About this exercise: Please copy the material under this line exactly, keeping every line.

Provided material:
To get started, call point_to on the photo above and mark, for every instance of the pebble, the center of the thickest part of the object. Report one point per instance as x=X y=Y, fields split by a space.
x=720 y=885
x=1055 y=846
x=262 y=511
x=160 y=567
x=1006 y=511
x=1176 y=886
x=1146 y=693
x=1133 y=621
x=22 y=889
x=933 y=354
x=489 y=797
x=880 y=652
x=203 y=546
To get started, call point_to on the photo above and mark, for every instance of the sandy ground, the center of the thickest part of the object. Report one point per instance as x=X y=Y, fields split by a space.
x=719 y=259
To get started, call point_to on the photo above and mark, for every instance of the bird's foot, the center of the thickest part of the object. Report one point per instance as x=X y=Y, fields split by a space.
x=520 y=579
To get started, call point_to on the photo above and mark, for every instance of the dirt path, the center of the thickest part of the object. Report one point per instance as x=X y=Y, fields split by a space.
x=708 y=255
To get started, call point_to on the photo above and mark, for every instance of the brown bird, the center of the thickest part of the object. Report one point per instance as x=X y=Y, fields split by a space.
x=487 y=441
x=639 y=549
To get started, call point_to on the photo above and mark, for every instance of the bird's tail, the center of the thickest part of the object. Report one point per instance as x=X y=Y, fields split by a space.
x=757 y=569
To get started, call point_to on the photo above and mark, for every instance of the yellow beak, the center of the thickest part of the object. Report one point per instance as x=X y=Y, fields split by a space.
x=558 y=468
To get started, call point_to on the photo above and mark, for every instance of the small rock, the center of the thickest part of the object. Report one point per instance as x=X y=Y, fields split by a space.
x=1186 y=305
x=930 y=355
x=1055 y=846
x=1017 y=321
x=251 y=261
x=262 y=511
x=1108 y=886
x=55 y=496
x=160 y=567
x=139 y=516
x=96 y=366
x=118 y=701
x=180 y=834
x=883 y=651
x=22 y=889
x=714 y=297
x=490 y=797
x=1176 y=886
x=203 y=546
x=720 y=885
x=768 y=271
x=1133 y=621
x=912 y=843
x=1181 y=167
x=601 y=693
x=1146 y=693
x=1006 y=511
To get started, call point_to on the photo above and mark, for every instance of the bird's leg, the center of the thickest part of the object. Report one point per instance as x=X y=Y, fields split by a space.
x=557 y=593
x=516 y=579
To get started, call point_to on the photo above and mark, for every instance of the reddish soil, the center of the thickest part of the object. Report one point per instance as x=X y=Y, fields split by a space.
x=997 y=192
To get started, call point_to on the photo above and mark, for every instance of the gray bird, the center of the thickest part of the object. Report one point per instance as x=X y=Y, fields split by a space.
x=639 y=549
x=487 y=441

Output of the exercise:
To get started, call point_to on the photo above and mark, for every instance of the pebble, the center of the thickest part of the object. Report one point per instance as x=X y=Y, fields split by a space.
x=720 y=885
x=1055 y=846
x=262 y=511
x=160 y=567
x=1006 y=511
x=1176 y=886
x=1146 y=693
x=1133 y=621
x=22 y=889
x=933 y=354
x=489 y=797
x=880 y=652
x=203 y=546
To get started, call point_to on the photo above and mark, for every instance of the sandy ground, the center of the thickest part of the object. Report one point per instance as x=X y=Y, fields split by a space.
x=719 y=259
To get started, call point_to on the photo above and mark, for every instance of the bird's foot, the center of the thickest part of the object. Report one point per instance as x=X y=Y, fields split by a space.
x=520 y=579
To get started, call point_to on the photo above and mark, for every instance of the dirt path, the center of the thickest part of the object. Report one point per instance as x=X y=Y, fields split by a space.
x=708 y=255
To get started, call point_to on the photo above and mark, for every instance of the brown bird, the center of the thickest part of the object. Report one point per instance as x=X y=Y, fields split by a space.
x=487 y=441
x=639 y=549
To get started, call point_to on the photo above and mark, for every instance of the bird's tail, the center of the thickest part of the object. Report one point per instance as x=X y=Y, fields split by a space.
x=757 y=569
To get started, call point_to on the photo above and mark, for every instance of the yellow beak, the center of the thickest part of the object. Report one point per instance as x=X y=Y, fields split by a space.
x=558 y=468
To get started, call point_to on the photo above and mark, for every instance of the small rock, the center of the thickest part of the object. Report one point per instance as x=X y=Y, fields split by a space.
x=1186 y=305
x=930 y=355
x=1055 y=846
x=1017 y=321
x=251 y=261
x=262 y=511
x=1108 y=886
x=55 y=496
x=160 y=567
x=139 y=516
x=96 y=366
x=118 y=701
x=180 y=834
x=883 y=651
x=22 y=889
x=714 y=297
x=490 y=797
x=1176 y=886
x=203 y=546
x=720 y=885
x=768 y=271
x=1133 y=621
x=912 y=843
x=1181 y=167
x=601 y=693
x=1146 y=693
x=1006 y=511
To get started, call point_to on the photo above and mark, for every instance of the bird's leg, the center of the thickest part of the object. Report one point per instance as x=X y=Y, fields split by a space.
x=557 y=593
x=516 y=579
To get started, call point_to on the photo above and mark, for every instance of the reddish soil, the center of the thickest part of the object. Report one point per instance as x=X y=Y, fields split by a space.
x=997 y=192
To get started, call point_to on the photo above and mark, for every instance of the gray bird, the center of the thickest part of the object. Report one point per instance as x=X y=Y, fields split by a space.
x=639 y=549
x=487 y=441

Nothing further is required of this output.